PAGE EXTRACT.
Ways to improve record deletion speed

Question

Post reply

Ways to improve record deletion speed

DamianC

SSCrazy Eights

Points: 8006
More actions
October 13, 2015 at 3:10 am

#312201

Hello

I have a table (F_POLICY_TRANSACTION)

This table has a couple of million rows in it

I am using a column named POLICY_TRANSACTION_BKEY to select records to delete (approximately 750k using the code below)

This column has a non-clustered index applied

This is the code I have used:

WHILE 1 = 1 BEGIN DELETE TOP(50000) FROM F_POLICY_TRANSACTION with (tablockx) WHERE [POLICY_TRANSACTION_BKEY] like 'SIC%'; IF @@ROWCOUNT < 50000 BREAK; END

Problem is, it takes around 10 minutes to run

Is there any way it can be made more efficient?

I have tried varying the rowcount with no success

Thanks

Damian.

- Damian

Viewing 15 posts - 1 through 15 (of 18 total)

You must be logged in to reply to this topic. Login to reply

Kristen-173977 SSCrazy Eights Points: 8687 More actions · Answer 1

When I do this (in batches) I wonder if the selection criteria (i.e. "like 'SIC%'" in your case) takes time on each iteration of the loop.

I get all the clustered index keys into a #temporary table, ordered by those keys, with an IDENTTIY column, and then delete in batches based on ranges of the ID. Something like this:



SELECT IDENTITY(int, 1, 1) AS MyID, ClustKey1, ClustKey2, ...

INTO #TEMP

FROM F_POLICY_TRANSACTION

WHERE [POLICY_TRANSACTION_BKEY] like 'SIC%'

ORDER BY ClustKey1, ClustKey2, ...

DECLARE	@intLoop int = 1

WHILE 1 = 1

 BEGIN

    DELETE D

    FROM #TEMP AS T

	JOIN F_POLICY_TRANSACTION AS D

		 ON D.ClustKey1 = T.ClustKey1

		AND D.ClustKey2 = T.ClustKey2

		AND ...

    WHERE T.ID BETWEEN @intLoop AND @intLoop + 50000

    IF @@ROWCOUNT < 50000 BREAK;

    SELECT @intLoop = @intLoop + 50000

 END

I'd be interested to hear if that is any more efficient for you.

DamianC SSCrazy Eights Points: 8006 More actions · Answer 2

DamianC

SSCrazy Eights

Points: 8006

October 13, 2015 at 9:33 am

#1833024

Thanks

That's runs through a lot quicker - less than a minute!

Interested to know why though

Why would the introduction of a temp table (with a join) for comparison run though faster than a straight delete?

Is it the fact that I am using an int based where in the delete?

- Damian

Bill Talada SSChampion Points: 11956 More actions · Answer 3

If you only have a few million rows and you are deleting about 30% of them, then likely the optimizer will use a table scan. If you delete 50k batches, that means 15 table scans. Statistics will likely not be updated automatically between the 15 batches. Also, if your table is a heap and your non-clustered index does not include the PK then a RID lookup will need to be done making the NC index less likely to be used.

SUPPLIED ENTRIES.
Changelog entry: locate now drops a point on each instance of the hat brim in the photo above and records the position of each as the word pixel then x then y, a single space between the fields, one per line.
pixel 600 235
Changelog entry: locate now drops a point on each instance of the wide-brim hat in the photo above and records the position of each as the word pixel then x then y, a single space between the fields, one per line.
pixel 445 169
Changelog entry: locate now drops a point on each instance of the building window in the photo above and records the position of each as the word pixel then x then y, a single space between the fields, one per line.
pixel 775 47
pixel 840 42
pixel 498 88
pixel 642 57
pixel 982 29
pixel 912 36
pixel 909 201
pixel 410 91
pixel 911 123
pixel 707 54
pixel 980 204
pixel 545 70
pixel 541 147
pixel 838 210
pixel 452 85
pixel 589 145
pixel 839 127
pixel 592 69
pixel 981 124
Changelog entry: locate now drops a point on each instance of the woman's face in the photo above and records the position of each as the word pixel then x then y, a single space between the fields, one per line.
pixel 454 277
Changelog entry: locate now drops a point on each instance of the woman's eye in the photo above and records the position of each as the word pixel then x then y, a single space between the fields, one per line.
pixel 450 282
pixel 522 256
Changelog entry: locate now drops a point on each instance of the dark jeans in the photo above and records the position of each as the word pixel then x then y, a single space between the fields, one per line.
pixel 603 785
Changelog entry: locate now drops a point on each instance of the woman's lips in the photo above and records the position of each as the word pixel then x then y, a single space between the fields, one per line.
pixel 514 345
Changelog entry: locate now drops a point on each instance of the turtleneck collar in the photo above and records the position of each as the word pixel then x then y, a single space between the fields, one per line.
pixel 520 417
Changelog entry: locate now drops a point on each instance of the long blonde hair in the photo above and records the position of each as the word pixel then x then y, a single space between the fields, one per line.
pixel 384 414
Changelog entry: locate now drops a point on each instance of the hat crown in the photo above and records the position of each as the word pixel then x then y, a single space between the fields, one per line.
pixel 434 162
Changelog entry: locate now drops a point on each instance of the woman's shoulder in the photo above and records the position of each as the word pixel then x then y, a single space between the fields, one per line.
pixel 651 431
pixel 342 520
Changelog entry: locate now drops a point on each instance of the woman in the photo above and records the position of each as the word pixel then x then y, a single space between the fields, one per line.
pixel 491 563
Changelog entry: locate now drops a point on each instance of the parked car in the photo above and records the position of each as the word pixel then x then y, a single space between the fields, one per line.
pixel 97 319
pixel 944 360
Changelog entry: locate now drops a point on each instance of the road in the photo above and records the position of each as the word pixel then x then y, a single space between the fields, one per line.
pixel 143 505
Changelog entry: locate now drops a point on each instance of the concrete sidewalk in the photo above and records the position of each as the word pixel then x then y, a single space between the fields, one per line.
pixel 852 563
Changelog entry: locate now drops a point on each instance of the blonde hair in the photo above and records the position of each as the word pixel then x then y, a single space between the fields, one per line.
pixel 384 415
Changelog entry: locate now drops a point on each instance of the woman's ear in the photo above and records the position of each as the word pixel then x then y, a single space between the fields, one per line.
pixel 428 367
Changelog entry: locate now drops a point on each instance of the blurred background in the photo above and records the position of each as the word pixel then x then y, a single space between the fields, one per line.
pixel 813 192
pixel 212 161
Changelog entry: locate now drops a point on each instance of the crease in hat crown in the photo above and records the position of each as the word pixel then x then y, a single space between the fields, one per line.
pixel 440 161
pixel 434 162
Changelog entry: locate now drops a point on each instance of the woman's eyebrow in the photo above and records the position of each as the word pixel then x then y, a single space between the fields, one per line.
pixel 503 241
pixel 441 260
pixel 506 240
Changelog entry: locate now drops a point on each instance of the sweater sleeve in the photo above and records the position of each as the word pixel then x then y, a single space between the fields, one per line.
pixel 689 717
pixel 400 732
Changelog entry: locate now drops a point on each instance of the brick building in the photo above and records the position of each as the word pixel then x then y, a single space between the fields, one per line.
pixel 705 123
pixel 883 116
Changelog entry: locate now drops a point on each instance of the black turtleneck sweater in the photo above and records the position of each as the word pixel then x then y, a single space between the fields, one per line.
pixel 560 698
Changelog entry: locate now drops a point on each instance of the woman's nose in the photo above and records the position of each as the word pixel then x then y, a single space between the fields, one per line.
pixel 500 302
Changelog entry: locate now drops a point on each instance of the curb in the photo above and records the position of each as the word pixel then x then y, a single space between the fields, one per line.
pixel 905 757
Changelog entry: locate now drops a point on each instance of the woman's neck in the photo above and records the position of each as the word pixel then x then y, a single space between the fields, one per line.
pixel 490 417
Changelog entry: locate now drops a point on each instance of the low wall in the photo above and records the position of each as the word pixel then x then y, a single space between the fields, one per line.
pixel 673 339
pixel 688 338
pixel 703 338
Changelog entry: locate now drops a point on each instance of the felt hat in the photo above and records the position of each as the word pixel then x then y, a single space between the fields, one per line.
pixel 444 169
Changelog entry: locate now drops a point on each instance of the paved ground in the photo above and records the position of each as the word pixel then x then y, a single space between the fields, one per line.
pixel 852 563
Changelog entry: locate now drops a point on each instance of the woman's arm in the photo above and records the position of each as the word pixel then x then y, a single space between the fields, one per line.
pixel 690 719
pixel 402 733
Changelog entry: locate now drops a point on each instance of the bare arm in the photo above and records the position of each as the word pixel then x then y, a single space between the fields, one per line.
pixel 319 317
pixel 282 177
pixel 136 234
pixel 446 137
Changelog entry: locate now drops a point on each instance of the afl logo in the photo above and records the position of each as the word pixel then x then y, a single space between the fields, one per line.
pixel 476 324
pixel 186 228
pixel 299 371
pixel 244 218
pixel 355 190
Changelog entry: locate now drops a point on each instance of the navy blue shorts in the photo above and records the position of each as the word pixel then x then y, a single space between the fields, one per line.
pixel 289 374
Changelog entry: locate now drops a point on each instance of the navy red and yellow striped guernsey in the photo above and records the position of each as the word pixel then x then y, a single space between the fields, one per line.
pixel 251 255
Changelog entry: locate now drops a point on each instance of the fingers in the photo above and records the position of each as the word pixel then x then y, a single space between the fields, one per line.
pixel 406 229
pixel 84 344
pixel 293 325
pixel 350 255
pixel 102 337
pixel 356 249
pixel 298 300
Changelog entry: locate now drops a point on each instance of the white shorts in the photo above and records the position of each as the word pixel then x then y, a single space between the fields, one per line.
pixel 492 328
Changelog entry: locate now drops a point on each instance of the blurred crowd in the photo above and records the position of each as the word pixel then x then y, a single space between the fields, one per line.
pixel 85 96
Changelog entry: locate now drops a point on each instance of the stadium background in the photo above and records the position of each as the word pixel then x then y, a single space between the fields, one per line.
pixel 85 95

WHAT TO WORK ON.
- 1) Using the forum thread on record deletion speed, answer these:
(a) How long does the original delete loop take to run?
(b) How long did the run take after switching to the temporary-table approach?
(c) According to Bill Talada, how many table scans do 50k batches mean?
- 2) Repeat the part of the forum thread starting with "Kristen-173977 SSCrazy Eights" and going on through "MyID, ClustKey1, ClustKey2, ...".

TASK SOLUTIONS.
- 1)
(a) Around 10 minutes.
(b) Less than a minute.
(c) 15 table scans.

- 2)
Kristen-173977 SSCrazy Eights Points: 8687 More actions · Answer 1

When I do this (in batches) I wonder if the selection criteria (i.e. "like 'SIC%'" in your case) takes time on each iteration of the loop.

I get all the clustered index keys into a #temporary table, ordered by those keys, with an IDENTTIY column, and then delete in batches based on ranges of the ID. Something like this:



SELECT IDENTITY(int, 1, 1) AS MyID, ClustKey1, ClustKey2, ...